> _Goal_
Convert the listing below into a two-column CSV with the headers "instruction" and "output", one row per listing holding its text and its answer, each in a single quoted field with line breaks replaced by spaces. Leave the pictures out.

....................

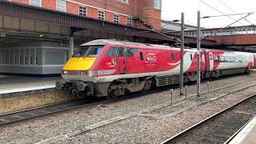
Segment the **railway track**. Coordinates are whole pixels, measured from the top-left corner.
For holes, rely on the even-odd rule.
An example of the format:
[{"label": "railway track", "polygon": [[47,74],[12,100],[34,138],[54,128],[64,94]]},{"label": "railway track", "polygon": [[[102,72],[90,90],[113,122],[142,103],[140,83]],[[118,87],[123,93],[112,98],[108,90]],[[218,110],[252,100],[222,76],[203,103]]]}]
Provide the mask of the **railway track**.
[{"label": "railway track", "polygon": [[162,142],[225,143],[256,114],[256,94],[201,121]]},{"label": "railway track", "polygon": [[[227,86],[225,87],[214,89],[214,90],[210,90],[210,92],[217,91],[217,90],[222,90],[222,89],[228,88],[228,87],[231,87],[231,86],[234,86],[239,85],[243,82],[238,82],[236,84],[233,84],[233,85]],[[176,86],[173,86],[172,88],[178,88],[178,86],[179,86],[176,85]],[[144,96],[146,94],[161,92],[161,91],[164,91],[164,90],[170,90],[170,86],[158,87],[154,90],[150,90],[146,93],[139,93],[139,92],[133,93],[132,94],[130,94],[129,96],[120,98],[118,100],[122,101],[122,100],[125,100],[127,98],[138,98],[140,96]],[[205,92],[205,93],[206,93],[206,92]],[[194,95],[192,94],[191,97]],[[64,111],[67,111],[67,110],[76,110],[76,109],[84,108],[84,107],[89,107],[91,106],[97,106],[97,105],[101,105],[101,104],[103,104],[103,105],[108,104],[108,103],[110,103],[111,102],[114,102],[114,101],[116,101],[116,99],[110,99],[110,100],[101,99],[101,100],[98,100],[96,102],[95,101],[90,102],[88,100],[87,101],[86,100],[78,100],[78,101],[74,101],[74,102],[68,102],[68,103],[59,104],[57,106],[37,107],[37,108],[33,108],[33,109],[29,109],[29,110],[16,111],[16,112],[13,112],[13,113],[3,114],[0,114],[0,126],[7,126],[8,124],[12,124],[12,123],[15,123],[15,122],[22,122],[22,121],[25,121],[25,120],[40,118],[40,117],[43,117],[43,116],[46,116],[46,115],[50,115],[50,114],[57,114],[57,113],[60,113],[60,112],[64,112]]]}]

....................

> _Written answer_
instruction,output
"Segment the **railway track**. Coordinates are whole pixels, measured from the top-left corner. For holes, rely on the even-odd rule. An example of the format: [{""label"": ""railway track"", ""polygon"": [[47,74],[12,100],[34,138],[54,128],[64,94]]},{""label"": ""railway track"", ""polygon"": [[[102,72],[90,90],[113,122],[142,103],[140,83]],[[118,87],[123,93],[112,98],[108,90]],[[218,110],[252,100],[222,76],[203,103]]]}] Provide the mask of the **railway track**.","[{""label"": ""railway track"", ""polygon"": [[162,142],[225,143],[256,114],[256,94],[201,121]]},{""label"": ""railway track"", ""polygon"": [[[227,86],[225,87],[214,89],[214,90],[210,90],[210,92],[217,91],[217,90],[222,90],[222,89],[228,88],[228,87],[231,87],[231,86],[234,86],[239,85],[243,82],[238,82],[236,84],[233,84],[233,85]],[[176,86],[173,86],[172,88],[178,88],[178,86],[179,86],[176,85]],[[144,96],[146,94],[161,92],[161,91],[164,91],[164,90],[170,90],[170,86],[158,87],[154,90],[150,90],[146,93],[139,93],[139,92],[133,93],[132,94],[130,94],[129,96],[120,98],[118,100],[122,101],[122,100],[125,100],[127,98],[138,98],[140,96]],[[205,92],[205,93],[206,93],[206,92]],[[194,95],[192,94],[191,97]],[[64,111],[67,111],[67,110],[76,110],[76,109],[84,108],[84,107],[89,107],[91,106],[97,106],[97,105],[101,105],[101,104],[103,104],[103,105],[108,104],[108,103],[110,103],[111,102],[114,102],[114,101],[116,101],[116,99],[110,99],[110,100],[101,99],[101,100],[98,100],[96,102],[95,101],[90,102],[88,100],[87,101],[86,100],[78,100],[78,101],[74,101],[74,102],[68,102],[68,103],[59,104],[57,106],[37,107],[37,108],[33,108],[33,109],[29,109],[29,110],[16,111],[16,112],[13,112],[13,113],[3,114],[0,114],[0,126],[7,126],[8,124],[12,124],[12,123],[15,123],[15,122],[22,122],[22,121],[25,121],[25,120],[40,118],[40,117],[43,117],[43,116],[46,116],[46,115],[50,115],[50,114],[57,114],[57,113],[60,113],[60,112],[64,112]]]}]"